Reproduce every item that follows, character for character.

>> START Data excerpts

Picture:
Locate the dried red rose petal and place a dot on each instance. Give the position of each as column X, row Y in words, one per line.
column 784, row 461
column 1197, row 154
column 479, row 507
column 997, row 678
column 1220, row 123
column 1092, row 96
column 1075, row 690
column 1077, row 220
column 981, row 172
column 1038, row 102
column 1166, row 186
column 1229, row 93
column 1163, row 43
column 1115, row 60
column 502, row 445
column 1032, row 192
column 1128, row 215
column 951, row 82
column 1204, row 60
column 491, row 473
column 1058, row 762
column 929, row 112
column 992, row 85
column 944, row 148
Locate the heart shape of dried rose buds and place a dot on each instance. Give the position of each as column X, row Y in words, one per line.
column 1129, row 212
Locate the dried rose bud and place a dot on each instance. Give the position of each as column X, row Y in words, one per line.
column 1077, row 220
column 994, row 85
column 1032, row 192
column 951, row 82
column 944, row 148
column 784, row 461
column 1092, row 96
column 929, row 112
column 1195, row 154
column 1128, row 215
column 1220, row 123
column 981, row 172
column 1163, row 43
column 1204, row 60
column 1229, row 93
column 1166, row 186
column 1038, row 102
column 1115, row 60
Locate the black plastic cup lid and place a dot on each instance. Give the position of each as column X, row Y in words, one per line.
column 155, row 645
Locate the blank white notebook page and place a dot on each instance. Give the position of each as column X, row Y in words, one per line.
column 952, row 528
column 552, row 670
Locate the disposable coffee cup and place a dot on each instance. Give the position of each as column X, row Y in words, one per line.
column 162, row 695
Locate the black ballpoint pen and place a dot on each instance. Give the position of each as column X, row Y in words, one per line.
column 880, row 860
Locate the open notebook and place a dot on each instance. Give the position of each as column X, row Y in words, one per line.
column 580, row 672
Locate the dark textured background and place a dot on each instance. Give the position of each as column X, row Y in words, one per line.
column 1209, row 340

>> END Data excerpts

Exercise response
Picture:
Locate the dried red rose petal and place a dot on each instance. Give the position of each as column X, row Y in words, one per line.
column 784, row 461
column 1197, row 154
column 479, row 507
column 997, row 678
column 1220, row 123
column 1092, row 96
column 1075, row 690
column 1077, row 220
column 981, row 172
column 1038, row 102
column 1166, row 186
column 1229, row 93
column 1163, row 43
column 1115, row 60
column 502, row 445
column 1032, row 192
column 1128, row 215
column 951, row 82
column 1204, row 60
column 491, row 473
column 1058, row 762
column 929, row 112
column 992, row 85
column 944, row 148
Locate the heart shape of dried rose buds and place a dot on each instance. Give the position of each as column X, row Y in words, one per line.
column 1129, row 212
Locate the dried rose bud and place a dot on each instance. Give the position of each as column X, row Y in words, one per line.
column 1077, row 220
column 994, row 85
column 1032, row 192
column 951, row 82
column 944, row 148
column 784, row 461
column 1092, row 96
column 929, row 112
column 1195, row 154
column 1128, row 215
column 1220, row 123
column 981, row 172
column 1163, row 43
column 1204, row 60
column 1229, row 93
column 1166, row 186
column 1038, row 102
column 1115, row 60
Locate the black plastic cup lid and place a dot on each instance. Give the position of each as column X, row Y in words, one per line.
column 155, row 645
Locate the blank white notebook page and place a dot on each instance. Give the position of each as column X, row Y in words, one per line.
column 952, row 528
column 552, row 670
Locate the disposable coffee cup and place a dot on each instance. Give the position of each as column X, row Y in words, one per line.
column 162, row 695
Locate the black ballpoint pen and place a dot on each instance. Give the position of each as column X, row Y in words, one per line.
column 880, row 860
Locate the open notebook and place a dot on each instance. Give the position of each as column X, row Y in words, one per line.
column 580, row 672
Locate the dark textured background and place a dot on each instance. Give the position of each as column X, row Y in words, one per line.
column 1209, row 340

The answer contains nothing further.